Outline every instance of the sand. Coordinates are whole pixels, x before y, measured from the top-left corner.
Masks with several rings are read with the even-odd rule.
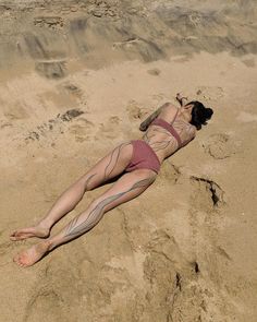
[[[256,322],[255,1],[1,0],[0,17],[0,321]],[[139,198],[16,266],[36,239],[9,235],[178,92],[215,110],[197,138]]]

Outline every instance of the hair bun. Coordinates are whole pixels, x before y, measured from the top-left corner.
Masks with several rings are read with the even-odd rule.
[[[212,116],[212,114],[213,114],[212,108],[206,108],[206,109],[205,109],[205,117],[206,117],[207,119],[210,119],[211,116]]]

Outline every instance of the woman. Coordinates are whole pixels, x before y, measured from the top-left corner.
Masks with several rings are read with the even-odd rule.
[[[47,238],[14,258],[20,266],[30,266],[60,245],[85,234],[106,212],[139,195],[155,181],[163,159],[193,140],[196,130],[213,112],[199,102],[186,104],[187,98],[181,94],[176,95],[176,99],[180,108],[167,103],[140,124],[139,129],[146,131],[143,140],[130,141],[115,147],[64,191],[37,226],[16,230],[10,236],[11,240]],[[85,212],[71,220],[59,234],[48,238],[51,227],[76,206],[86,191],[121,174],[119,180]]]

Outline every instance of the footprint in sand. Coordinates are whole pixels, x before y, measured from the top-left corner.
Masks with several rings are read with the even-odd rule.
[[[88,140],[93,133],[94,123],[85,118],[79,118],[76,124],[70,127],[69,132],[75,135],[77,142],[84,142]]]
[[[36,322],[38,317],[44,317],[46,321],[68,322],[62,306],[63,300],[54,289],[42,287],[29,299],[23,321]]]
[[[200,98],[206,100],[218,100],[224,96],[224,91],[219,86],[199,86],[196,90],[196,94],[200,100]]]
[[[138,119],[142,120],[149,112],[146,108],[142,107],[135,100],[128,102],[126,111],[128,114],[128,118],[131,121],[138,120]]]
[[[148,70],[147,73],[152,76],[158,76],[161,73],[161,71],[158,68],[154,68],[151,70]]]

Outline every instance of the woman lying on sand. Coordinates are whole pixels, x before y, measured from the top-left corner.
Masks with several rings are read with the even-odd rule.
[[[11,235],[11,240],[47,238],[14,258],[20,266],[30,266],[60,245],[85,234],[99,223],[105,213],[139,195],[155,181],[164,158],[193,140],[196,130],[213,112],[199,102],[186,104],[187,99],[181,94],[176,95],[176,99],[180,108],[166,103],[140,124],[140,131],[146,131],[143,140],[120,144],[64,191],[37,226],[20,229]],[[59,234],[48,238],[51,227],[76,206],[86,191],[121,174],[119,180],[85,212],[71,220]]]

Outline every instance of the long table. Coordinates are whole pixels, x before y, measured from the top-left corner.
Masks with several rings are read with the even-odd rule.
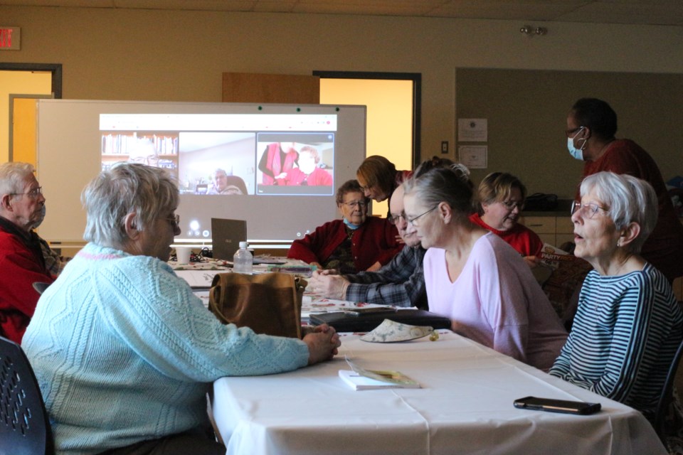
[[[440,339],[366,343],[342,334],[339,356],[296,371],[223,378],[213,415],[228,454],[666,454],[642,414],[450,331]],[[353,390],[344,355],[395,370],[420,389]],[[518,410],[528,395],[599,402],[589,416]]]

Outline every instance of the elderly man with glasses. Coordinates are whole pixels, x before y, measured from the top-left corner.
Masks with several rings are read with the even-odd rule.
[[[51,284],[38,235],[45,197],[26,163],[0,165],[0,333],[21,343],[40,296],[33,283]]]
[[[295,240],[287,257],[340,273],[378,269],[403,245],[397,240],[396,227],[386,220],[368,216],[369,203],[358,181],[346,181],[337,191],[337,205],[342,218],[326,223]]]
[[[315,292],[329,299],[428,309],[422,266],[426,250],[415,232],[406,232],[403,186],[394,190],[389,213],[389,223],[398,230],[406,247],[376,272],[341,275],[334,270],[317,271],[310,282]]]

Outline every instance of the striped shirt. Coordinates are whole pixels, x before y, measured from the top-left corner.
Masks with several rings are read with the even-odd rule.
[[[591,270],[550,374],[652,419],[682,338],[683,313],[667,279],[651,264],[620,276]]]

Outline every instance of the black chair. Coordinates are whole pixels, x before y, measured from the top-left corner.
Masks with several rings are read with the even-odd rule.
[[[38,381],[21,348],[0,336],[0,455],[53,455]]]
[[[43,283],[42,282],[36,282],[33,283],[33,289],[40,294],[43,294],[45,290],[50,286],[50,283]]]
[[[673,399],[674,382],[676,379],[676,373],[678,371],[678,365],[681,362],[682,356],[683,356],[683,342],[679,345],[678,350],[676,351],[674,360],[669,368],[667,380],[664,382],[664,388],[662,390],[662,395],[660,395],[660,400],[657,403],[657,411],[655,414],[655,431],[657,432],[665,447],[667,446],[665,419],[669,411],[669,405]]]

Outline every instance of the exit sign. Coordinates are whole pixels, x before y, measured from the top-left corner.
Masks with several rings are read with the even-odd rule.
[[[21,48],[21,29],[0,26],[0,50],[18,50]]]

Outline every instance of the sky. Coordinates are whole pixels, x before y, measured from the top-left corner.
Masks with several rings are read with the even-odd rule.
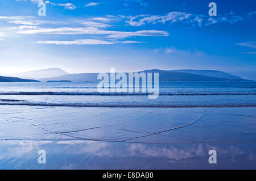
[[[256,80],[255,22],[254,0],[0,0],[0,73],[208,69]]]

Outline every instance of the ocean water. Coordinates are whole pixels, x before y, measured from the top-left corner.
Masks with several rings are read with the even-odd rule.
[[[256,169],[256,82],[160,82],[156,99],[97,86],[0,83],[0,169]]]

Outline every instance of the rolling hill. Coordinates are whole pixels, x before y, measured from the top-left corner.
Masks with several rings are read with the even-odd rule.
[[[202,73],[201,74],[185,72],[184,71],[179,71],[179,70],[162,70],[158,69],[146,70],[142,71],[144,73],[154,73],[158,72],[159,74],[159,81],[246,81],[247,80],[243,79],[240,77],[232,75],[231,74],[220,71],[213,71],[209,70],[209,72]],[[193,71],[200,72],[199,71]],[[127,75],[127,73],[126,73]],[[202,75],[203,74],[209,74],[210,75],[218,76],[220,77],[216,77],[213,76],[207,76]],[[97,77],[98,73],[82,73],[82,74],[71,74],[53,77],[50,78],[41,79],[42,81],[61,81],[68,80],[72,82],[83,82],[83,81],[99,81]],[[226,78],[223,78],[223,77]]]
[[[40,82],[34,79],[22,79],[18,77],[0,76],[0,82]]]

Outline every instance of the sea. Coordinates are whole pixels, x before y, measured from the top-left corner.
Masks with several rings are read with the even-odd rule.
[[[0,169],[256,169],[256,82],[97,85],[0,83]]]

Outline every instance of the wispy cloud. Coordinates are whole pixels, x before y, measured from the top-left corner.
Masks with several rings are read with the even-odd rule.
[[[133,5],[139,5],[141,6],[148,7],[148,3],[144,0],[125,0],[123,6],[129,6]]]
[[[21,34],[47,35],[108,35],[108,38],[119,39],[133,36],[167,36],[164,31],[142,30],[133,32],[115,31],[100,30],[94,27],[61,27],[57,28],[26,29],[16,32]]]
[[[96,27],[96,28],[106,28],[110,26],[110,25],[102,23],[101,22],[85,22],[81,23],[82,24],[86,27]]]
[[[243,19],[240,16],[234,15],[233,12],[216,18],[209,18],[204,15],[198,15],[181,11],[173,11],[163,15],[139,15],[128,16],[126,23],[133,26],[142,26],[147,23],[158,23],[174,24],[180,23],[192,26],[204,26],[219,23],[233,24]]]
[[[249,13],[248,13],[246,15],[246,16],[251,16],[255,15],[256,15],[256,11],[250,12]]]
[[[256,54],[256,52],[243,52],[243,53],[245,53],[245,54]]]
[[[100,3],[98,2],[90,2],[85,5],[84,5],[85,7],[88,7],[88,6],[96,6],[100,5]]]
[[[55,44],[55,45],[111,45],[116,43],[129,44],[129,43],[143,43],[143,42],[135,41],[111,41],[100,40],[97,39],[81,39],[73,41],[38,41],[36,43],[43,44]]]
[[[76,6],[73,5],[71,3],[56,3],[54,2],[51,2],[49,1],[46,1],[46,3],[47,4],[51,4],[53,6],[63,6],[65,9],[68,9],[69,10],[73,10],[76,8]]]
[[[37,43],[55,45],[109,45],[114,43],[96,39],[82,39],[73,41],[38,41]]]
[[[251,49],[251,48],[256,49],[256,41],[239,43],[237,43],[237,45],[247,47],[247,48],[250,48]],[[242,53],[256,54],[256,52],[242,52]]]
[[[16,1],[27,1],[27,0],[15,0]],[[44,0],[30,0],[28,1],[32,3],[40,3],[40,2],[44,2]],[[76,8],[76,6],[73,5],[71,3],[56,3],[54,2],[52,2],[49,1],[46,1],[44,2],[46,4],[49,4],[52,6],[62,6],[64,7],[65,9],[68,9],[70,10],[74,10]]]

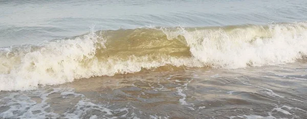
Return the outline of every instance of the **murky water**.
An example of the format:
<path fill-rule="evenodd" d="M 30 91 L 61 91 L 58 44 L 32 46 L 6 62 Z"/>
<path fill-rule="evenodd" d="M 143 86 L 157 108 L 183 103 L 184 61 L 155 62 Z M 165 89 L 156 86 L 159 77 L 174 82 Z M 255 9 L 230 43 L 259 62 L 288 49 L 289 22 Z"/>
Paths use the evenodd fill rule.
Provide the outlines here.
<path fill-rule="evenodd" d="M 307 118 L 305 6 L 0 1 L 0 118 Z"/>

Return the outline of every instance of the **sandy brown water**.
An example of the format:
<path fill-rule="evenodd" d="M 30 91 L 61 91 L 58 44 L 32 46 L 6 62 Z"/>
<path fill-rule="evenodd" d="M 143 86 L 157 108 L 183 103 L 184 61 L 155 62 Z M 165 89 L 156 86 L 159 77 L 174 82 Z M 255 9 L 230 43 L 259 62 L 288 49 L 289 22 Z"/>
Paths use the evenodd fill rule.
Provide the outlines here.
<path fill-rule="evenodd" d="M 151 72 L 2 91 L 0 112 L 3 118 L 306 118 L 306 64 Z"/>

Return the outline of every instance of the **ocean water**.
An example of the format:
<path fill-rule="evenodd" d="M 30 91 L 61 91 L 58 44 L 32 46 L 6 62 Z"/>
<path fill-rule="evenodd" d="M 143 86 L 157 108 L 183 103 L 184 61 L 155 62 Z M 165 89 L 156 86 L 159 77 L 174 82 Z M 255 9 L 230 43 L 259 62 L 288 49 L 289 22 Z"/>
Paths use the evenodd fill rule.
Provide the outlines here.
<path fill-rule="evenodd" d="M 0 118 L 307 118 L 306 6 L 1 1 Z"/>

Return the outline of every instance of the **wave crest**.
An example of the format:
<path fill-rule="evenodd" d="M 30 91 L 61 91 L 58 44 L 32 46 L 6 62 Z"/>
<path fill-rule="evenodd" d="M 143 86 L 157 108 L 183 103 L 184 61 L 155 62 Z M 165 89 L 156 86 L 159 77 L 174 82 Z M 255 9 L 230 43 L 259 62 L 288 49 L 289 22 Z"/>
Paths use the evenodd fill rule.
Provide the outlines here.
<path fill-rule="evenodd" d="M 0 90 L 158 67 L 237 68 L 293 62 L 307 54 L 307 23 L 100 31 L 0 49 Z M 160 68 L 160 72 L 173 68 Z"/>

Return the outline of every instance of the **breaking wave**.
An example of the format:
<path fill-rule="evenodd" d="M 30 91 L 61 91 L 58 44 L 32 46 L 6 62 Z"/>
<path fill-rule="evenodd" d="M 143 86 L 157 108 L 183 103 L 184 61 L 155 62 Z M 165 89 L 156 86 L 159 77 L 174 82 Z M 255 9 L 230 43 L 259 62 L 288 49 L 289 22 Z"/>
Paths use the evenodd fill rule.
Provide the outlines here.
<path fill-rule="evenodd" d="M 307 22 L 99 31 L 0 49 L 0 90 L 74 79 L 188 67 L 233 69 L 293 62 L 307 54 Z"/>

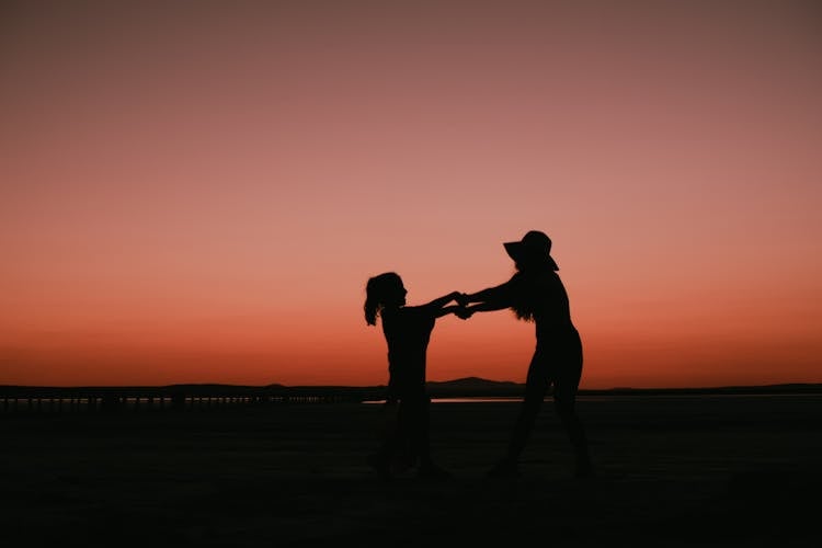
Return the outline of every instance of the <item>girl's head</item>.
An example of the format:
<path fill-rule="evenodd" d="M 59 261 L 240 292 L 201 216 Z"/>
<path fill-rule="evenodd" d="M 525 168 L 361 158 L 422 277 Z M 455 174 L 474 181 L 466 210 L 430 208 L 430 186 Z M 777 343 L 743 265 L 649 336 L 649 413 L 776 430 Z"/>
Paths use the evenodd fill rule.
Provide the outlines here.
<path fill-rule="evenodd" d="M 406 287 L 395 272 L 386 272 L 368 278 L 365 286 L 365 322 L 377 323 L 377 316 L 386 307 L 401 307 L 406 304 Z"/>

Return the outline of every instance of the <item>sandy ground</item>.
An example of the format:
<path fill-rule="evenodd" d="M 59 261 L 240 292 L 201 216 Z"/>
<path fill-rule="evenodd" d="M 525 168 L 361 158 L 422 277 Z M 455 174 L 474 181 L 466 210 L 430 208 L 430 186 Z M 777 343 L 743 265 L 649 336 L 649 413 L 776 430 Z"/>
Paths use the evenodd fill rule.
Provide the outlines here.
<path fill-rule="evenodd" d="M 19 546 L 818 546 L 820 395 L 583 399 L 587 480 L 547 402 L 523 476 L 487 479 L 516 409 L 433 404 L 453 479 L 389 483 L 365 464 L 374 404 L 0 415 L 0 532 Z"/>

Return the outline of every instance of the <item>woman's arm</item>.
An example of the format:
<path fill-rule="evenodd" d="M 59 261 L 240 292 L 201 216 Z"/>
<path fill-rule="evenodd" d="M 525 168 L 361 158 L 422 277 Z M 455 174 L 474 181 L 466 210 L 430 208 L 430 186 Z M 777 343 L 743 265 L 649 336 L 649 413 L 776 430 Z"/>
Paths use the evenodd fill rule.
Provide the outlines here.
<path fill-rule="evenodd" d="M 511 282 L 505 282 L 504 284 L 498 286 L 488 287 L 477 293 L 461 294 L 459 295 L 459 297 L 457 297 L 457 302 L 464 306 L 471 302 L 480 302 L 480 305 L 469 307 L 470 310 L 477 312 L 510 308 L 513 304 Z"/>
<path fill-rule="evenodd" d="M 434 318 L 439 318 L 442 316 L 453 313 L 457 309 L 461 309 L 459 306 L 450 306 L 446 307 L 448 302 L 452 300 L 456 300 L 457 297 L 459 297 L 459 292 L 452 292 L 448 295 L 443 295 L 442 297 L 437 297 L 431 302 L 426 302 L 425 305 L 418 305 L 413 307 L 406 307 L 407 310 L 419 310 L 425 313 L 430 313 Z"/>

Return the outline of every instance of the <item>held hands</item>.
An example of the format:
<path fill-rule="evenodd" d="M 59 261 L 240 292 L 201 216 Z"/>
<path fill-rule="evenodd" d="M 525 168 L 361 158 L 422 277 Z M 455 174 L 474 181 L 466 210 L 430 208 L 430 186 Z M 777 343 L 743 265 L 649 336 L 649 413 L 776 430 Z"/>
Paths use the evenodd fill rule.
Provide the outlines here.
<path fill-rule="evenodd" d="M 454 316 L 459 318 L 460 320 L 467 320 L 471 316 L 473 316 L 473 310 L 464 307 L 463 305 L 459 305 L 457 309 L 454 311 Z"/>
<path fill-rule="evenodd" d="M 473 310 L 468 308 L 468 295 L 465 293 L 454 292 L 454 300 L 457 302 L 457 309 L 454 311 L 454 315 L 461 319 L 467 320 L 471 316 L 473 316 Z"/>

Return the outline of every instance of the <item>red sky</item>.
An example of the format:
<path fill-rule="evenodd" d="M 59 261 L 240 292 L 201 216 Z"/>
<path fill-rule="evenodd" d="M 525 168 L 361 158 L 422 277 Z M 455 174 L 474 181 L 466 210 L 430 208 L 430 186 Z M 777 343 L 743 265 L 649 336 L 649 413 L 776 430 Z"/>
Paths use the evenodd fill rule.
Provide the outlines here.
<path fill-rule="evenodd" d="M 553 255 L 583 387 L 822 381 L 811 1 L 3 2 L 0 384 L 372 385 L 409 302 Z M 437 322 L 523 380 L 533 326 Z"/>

--- --- ---

What you will do = Please repeat the items from the line with "Outline every instance of the striped" up to and including the line with "[[[256,80],[255,22],[254,0],[0,0],[0,73],[208,69]]]", keeping the requests unchanged and scaling every coordinate in the answers by 2.5, rounded to whole numbers with halves going up. Leave the pictures out of your answer.

Response =
Outline every instance of the striped shirt. Coordinates are whole pixels, x before y, measured from the top-left corner.
Masks with several rings are read with the even-odd rule.
[[[1478,675],[1375,935],[1630,1048],[1705,845],[1708,783],[1668,698],[1628,660],[1550,690]]]

Outline every instance of the black chair. Coordinates are whole pixels, x before y, measured from the top-left corner.
Masks with several rings are read with the even-odd rule.
[[[95,953],[53,870],[0,840],[0,1138],[133,1138]]]
[[[108,708],[105,705],[90,705],[83,708],[83,723],[100,735],[108,735],[113,725],[125,715],[125,708]]]
[[[1683,998],[1685,955],[1690,948],[1690,933],[1695,928],[1695,913],[1703,905],[1705,890],[1708,890],[1708,855],[1698,863],[1695,875],[1690,878],[1685,900],[1673,920],[1668,950],[1660,955],[1660,970],[1655,975],[1655,988],[1650,988],[1650,1000],[1643,1008],[1643,1028],[1638,1035],[1638,1078],[1643,1080],[1663,1118],[1668,1115],[1663,1048],[1673,1028],[1673,1013]]]

Outline every instance of the exit sign. Coordinates are whole pixels, x before y, measured from the top-left corner.
Masks with several rings are read with the even-odd rule.
[[[53,120],[53,73],[0,65],[0,125],[45,125]]]

Outline every instance of the sky. Coordinates are whole pixels, x before y, measured from the top-left corner.
Masks with several rings are read with the even-odd rule.
[[[640,200],[638,55],[635,0],[0,0],[0,183],[520,173]]]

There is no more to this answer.